> [Task brief]:
Gather every line in the data below that contains the word "give".

> [Listed entries]:
= = = =
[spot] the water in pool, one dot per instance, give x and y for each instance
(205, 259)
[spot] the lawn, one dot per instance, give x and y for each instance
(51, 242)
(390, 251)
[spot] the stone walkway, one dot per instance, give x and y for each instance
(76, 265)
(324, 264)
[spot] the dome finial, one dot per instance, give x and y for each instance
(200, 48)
= = = =
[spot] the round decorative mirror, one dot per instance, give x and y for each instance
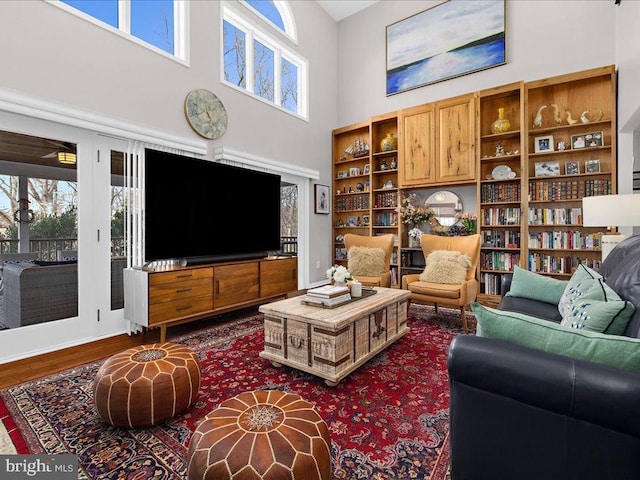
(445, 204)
= = = =
> [Exercise output]:
[spot] the water in pool, one dot per instance, give x and y for each instance
[spot] the lawn, one dot per instance, give x and y for each instance
[spot] the stone walkway, one dot per instance, give x and y for each instance
[spot] the dome finial, one dot per instance, give x and y for each instance
[spot] the round decorative mirror, one dot per instance, give x and y for each instance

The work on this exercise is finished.